Open In App

CSES solution-Repeating Substring

A repeating substring is a substring that occurs in two (or more) locations in the string. Your task is to find the longest repeating substring in a given string.

Example:

Input: s = "cabababc"
Output: abab

Input: s = "babababb"
Output: babab

Approach:

The solution is based on two main concepts: Suffix Arrays and Longest Common Prefix (LCP) Arrays.

Suffix Arrays: A suffix array is a sorted array of all suffixes of a given string. The suffixes are sorted in lexicographical order. The purpose of creating a suffix array is to sort all suffixes so that we can search for patterns (in this case, repeating substrings) in the sorted list of suffixes.

Longest Common Prefix (LCP) Array: The LCP array is an array that stores the longest common prefix between two consecutive suffixes in the sorted suffix array. The purpose of creating an LCP array is to find the longest common prefix between all pairs of consecutive suffixes. This helps in finding the longest repeating substring.

The core logic of the solution is as follows:

  • Step 1: Build the suffix array of the string. This is done using the Manber-Myers algorithm, which is an efficient algorithm to build a suffix array in O(n log n) time. The algorithm starts by sorting all 1-length suffixes, then 2-length, 4-length, and so on until all suffixes are sorted.
  • Step 2: Once the suffix array is built, the next step is to build the LCP array. This is done by comparing characters of suffixes one by one. If the characters match, increment the count of the longest common prefix.
  • Step 3: After the LCP array is built, the maximum value in the LCP array is the length of the longest repeating substring. The substring itself can be obtained from the suffix array.
  • Step 4: If the maximum LCP is 0, it means there are no repeating substrings, so the program outputs -1. Otherwise, it prints the longest repeating substring.

Step-by-step approach:

Below are the implementation of the above approach:

#include <bits/stdc++.h>
using namespace std;

#define int long long
#define endl '\n'

// Maximum size of the string
const int maxSize = 1e5 + 5;

// Arrays for suffix array, position, temporary, and longest
// common prefix
int suffixArray[maxSize], position[maxSize],
    temporary[maxSize], LCP[maxSize];

// Variables for gap between characters and size of the
// string
int gap, n;

// The input string
string s;

// Function to compare two suffixes
bool compareSuffixes(int x, int y)
{
    // Compare function for sorting suffix array
    if (position[x] != position[y])
        return position[x] < position[y];
    x += gap;
    y += gap;
    return (x < n && y < n) ? position[x] < position[y]
                            : x > y;
}

// Function to build the suffix array
void buildSuffixArray()
{
    // Build the suffix array using the Manber-Myers
    // algorithm

    // Initialize suffix array and position array
    for (int i = 0; i < n; i++)
        suffixArray[i] = i, position[i] = s[i];

    // Iterate over gaps (powers of 2) for sorting
    for (gap = 1;; gap <<= 1) {
        // Sort suffix array using the current gap
        sort(suffixArray, suffixArray + n, compareSuffixes);

        // Update temporary array based on the sorted suffix
        // array
        for (int i = 0; i < n - 1; i++)

■ ■ ■

**Directive A:**
In the repeating substring solution, what algorithm builds the suffix array, and how fast does it run?
**Directive B:**
Return the part of the repeating substring solution starting at "Suffix Arrays: A" and ending at "list of suffixes.".
**Directive C:**
Resume the repeating substring solution by continuing its code from the point where the text stops.

**Data lines:**
■ ■ ■

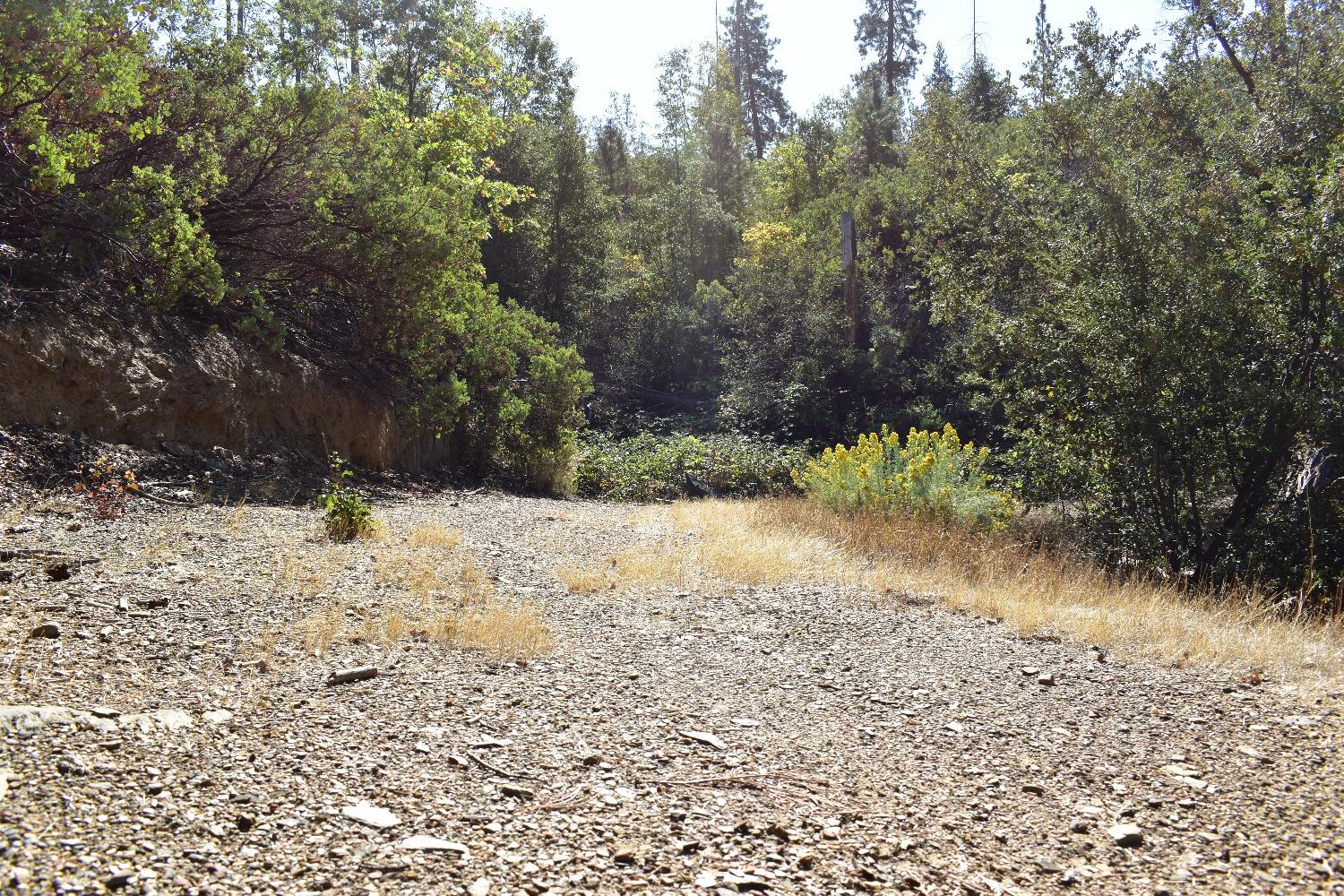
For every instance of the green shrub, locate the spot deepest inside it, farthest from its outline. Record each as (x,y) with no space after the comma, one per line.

■ ■ ■

**Task result A:**
The Manber-Myers algorithm builds it in O(n log n) time.

**Task result B:**
Suffix Arrays: A suffix array is a sorted array of all suffixes of a given string. The suffixes are sorted in lexicographical order. The purpose of creating a suffix array is to sort all suffixes so that we can search for patterns (in this case, repeating substrings) in the sorted list of suffixes.

**Task result C:**
            temporary[i + 1]
                = temporary[i]
                  + compareSuffixes(suffixArray[i],
                                    suffixArray[i + 1]);

        // Update position array with temporary values
        for (int i = 0; i < n; i++)
            position[suffixArray[i]] = temporary[i];

        // Check if all suffixes are at their correct
        // position
        if (temporary[n - 1] == n - 1)
            break;
    }
}

// Function to build the longest common prefix array
void buildLCP()
{
    // Build the Longest Common Prefix (LCP) array

    // Iterate over the original string to compute LCP
    // values
    for (int i = 0, k = 0; i < n; i++)
        if (position[i] != n - 1) {
            // Get the next suffix in the sorted order
            int j = suffixArray[position[i] + 1];

            // Compare characters and update LCP
            while (s[i + k] == s[j + k])
                k++;

            // Set LCP value and decrement if non-zero
            LCP[position[i]] = k;
            if (k)
                k--;
        }
     
}

// Main function
signed main()
{

    // Read the input string
    s = "cabababc";
    n = s.size();

    // Build the suffix array and longest common prefix
    // array
    buildSuffixArray();
    buildLCP();

    // Find the index of the maximum element in the LCP
    // array
    int maxIndex = max_element(LCP, LCP + n) - LCP;

    // If the maximum LCP value is 0, no common substring
    // exists
    if (LCP[maxIndex] == 0)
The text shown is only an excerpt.